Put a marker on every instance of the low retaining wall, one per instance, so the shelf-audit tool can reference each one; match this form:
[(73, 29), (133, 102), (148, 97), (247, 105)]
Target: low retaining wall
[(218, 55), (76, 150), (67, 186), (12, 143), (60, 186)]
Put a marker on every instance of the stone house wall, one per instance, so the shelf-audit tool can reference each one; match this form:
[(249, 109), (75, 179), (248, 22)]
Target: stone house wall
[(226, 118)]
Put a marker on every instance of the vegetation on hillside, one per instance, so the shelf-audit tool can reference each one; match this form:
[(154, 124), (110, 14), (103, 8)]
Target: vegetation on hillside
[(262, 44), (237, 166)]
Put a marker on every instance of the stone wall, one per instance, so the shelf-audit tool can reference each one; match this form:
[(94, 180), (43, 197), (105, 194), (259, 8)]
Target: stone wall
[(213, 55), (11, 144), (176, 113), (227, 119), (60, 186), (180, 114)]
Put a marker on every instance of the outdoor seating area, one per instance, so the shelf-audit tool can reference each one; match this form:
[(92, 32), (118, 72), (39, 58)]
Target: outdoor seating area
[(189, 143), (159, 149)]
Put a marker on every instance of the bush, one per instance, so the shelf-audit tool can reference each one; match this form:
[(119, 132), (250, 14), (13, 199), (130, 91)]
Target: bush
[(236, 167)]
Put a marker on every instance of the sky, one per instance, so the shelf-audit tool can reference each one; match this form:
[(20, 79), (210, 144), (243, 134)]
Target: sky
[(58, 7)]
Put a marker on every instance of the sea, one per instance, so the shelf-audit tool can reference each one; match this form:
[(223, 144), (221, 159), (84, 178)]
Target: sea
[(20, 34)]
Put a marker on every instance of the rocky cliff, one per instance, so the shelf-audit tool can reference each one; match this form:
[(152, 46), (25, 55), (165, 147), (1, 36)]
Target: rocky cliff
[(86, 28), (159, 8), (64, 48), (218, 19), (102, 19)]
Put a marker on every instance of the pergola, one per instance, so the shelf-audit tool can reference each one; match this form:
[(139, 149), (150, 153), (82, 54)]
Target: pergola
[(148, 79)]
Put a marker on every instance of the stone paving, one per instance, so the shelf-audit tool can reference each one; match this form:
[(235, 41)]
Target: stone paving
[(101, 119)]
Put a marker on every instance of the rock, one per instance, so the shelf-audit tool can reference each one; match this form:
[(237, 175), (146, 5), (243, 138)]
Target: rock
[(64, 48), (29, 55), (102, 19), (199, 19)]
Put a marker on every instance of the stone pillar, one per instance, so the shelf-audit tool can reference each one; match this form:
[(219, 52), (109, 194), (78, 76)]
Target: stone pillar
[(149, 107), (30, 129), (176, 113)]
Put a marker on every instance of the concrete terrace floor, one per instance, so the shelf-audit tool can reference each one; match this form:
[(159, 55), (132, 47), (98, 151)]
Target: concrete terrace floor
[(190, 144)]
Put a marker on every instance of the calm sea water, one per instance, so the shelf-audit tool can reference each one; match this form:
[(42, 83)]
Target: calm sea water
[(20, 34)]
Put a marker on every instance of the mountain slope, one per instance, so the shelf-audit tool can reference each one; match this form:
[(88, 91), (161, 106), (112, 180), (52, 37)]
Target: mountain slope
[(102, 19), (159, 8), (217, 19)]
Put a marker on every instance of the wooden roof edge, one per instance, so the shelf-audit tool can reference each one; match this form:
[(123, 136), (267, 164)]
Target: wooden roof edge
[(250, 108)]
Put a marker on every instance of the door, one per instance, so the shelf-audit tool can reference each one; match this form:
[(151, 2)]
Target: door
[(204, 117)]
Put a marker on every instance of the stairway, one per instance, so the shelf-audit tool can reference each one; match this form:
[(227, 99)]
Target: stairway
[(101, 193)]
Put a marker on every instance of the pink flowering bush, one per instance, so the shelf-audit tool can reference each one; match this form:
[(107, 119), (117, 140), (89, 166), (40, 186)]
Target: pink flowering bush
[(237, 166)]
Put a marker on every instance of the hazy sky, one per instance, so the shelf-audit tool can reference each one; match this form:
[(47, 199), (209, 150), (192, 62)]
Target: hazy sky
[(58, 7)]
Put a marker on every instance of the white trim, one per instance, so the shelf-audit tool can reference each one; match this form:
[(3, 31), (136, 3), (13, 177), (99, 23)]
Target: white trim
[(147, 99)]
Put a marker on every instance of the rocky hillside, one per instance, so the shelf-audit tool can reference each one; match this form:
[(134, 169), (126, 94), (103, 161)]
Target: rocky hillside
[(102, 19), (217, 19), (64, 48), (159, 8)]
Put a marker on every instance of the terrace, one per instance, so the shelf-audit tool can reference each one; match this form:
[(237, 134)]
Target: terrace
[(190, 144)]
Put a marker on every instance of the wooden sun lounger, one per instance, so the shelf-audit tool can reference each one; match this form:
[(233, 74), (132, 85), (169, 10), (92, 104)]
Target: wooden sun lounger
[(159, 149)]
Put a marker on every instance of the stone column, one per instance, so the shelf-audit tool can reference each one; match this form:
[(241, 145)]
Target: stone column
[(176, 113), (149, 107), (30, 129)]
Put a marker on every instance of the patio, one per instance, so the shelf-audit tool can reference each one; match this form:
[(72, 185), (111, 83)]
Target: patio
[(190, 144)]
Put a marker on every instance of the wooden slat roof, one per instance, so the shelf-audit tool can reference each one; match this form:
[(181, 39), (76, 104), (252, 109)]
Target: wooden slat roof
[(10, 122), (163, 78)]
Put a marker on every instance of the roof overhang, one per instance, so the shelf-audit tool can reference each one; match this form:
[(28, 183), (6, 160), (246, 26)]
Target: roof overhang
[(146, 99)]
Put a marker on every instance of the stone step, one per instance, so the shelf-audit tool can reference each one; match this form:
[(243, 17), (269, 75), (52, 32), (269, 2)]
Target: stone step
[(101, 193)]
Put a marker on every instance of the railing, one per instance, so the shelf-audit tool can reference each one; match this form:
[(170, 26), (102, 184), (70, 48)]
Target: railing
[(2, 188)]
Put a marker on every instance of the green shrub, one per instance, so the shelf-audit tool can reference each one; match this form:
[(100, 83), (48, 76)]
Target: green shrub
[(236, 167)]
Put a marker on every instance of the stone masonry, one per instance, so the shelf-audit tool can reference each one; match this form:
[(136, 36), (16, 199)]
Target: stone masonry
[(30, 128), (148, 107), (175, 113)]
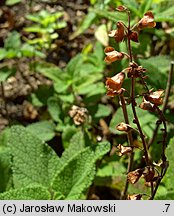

▸ **GOAL**
Rewrite every line between the one containing "Put a marker on every instance of the patio, one" and the one containing "[(10, 122), (163, 78)]", inclusive, multiplying each point coordinate in the answers by 0.9 and rounding to whole numbers, with halves rounded up. All other numbers stay as they are.

▸ **EXPECTED ANSWER**
Put a marker on every instance of the patio, one per instance, so the shelf-audit tool can reference each one; match this form:
[(72, 185), (111, 83)]
Target: patio
[(171, 130)]
Put a marker on every instance of the wooden slat roof, one per instance, so the shelf-audit tool can reference each one; match this form:
[(181, 39), (76, 104), (252, 109)]
Target: wooden slat roof
[(9, 110), (147, 70)]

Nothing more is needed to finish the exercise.